• Texto proporcionado:
——————

Reseña de María Ángeles Robles: Una senda en la penumbra. [Hacia el corazón del Japón]. Isla de Siltolá, 2014.



María Ángeles Robles es una periodista gaditana, muy relacionada con la edición y colaboradora habitual de publicaciones culturales entre las que destacamos CaoCultura. También ha ejercido una importante labor como responsable de comunicación de varias instituciones.
Una senda en la penumbra es un libro original por su planteamiento. Se trata de acercarse al mundo del Japón y su cultura de manera indirecta. No es un viaje al Japón turístico, no se trata de una guía al uso, no encontraremos aquí ni retazos de la Historia, ni de la Geografía, ni Shibuya, ni los monumentos, ni el anime ni otakus. Lo que María Ángeles Robles encuentra fascinante es la imagen del Japón a través de los libros y del cine. Ésa es la senda en la penumbra, que ya había iniciado en su blog, El Japón de los libros. Es, desde luego, un Japón imaginado, como El Sur de Erice. Lejano y propio, exótico y a la vez íntimo.

——————

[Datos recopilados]
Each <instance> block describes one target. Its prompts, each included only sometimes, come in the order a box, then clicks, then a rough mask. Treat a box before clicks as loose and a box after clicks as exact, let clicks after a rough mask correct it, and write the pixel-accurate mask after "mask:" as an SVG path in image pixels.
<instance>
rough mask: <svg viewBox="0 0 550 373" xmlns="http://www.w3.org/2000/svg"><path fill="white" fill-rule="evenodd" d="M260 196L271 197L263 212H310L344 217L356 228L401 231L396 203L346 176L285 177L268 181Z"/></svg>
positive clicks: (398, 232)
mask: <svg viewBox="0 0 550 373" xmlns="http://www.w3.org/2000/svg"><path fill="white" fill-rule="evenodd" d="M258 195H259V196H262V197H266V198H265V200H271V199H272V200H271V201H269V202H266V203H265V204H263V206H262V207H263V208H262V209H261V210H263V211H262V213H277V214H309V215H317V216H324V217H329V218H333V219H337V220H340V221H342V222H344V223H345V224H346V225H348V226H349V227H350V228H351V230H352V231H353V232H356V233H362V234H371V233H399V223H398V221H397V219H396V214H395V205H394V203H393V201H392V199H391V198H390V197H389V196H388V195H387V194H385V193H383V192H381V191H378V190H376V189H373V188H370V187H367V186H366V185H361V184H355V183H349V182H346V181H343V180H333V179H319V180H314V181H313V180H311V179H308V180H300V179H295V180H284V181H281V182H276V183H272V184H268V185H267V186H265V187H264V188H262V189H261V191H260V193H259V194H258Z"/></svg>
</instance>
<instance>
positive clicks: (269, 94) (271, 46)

——————

• Tarea:
Copia de la reseña el fragmento que va desde "Una senda en la penumbra es" hasta "la vez íntimo.", sin cambiar nada.

• Resultado del ejercicio:
Una senda en la penumbra es un libro original por su planteamiento. Se trata de acercarse al mundo del Japón y su cultura de manera indirecta. No es un viaje al Japón turístico, no se trata de una guía al uso, no encontraremos aquí ni retazos de la Historia, ni de la Geografía, ni Shibuya, ni los monumentos, ni el anime ni otakus. Lo que María Ángeles Robles encuentra fascinante es la imagen del Japón a través de los libros y del cine. Ésa es la senda en la penumbra, que ya había iniciado en su blog, El Japón de los libros. Es, desde luego, un Japón imaginado, como El Sur de Erice. Lejano y propio, exótico y a la vez íntimo.